Описание задания: Соберите из записей ниже все строки со словом "brass" и перепишите их без изменений.

○ ○ ○ ○ ○ ○ ○

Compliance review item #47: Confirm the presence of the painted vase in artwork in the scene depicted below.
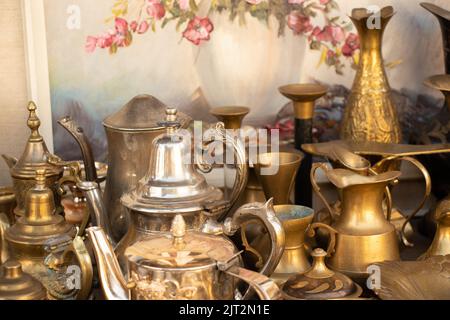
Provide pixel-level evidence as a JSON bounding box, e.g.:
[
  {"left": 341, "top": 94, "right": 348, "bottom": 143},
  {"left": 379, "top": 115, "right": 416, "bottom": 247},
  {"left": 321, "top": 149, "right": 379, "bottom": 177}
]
[{"left": 341, "top": 7, "right": 402, "bottom": 143}]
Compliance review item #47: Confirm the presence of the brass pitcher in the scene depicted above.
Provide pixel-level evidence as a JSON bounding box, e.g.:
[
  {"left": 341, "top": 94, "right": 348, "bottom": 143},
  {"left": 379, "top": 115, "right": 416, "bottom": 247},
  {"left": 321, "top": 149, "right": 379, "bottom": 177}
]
[
  {"left": 311, "top": 163, "right": 401, "bottom": 278},
  {"left": 341, "top": 6, "right": 402, "bottom": 143}
]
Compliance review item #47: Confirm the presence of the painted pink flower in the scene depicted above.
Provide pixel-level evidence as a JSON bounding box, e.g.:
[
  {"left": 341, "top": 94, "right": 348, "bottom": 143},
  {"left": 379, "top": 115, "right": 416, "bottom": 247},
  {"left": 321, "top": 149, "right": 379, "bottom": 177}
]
[
  {"left": 130, "top": 20, "right": 138, "bottom": 32},
  {"left": 137, "top": 21, "right": 150, "bottom": 34},
  {"left": 178, "top": 0, "right": 190, "bottom": 11},
  {"left": 287, "top": 11, "right": 313, "bottom": 34},
  {"left": 84, "top": 36, "right": 97, "bottom": 53},
  {"left": 115, "top": 18, "right": 128, "bottom": 34},
  {"left": 97, "top": 32, "right": 114, "bottom": 49},
  {"left": 183, "top": 17, "right": 214, "bottom": 46},
  {"left": 342, "top": 33, "right": 360, "bottom": 57},
  {"left": 147, "top": 0, "right": 166, "bottom": 20},
  {"left": 313, "top": 26, "right": 345, "bottom": 45}
]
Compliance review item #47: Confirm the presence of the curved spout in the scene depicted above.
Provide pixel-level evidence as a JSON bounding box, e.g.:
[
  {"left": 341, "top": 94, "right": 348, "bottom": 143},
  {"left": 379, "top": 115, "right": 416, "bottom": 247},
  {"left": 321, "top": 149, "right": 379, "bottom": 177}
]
[
  {"left": 2, "top": 154, "right": 18, "bottom": 169},
  {"left": 77, "top": 181, "right": 116, "bottom": 247},
  {"left": 86, "top": 227, "right": 130, "bottom": 300}
]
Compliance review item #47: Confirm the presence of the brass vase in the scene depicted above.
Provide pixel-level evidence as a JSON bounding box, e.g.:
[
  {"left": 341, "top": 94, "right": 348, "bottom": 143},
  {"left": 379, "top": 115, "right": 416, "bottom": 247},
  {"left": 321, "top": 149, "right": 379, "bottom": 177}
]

○ ○ ○ ○ ○ ○ ○

Ответ к упражнению:
Compliance review item #47: Confirm the presence of the brass pitcher in the scene depicted above.
Compliance review item #47: Confirm the presence of the brass vase in the scene depicted above.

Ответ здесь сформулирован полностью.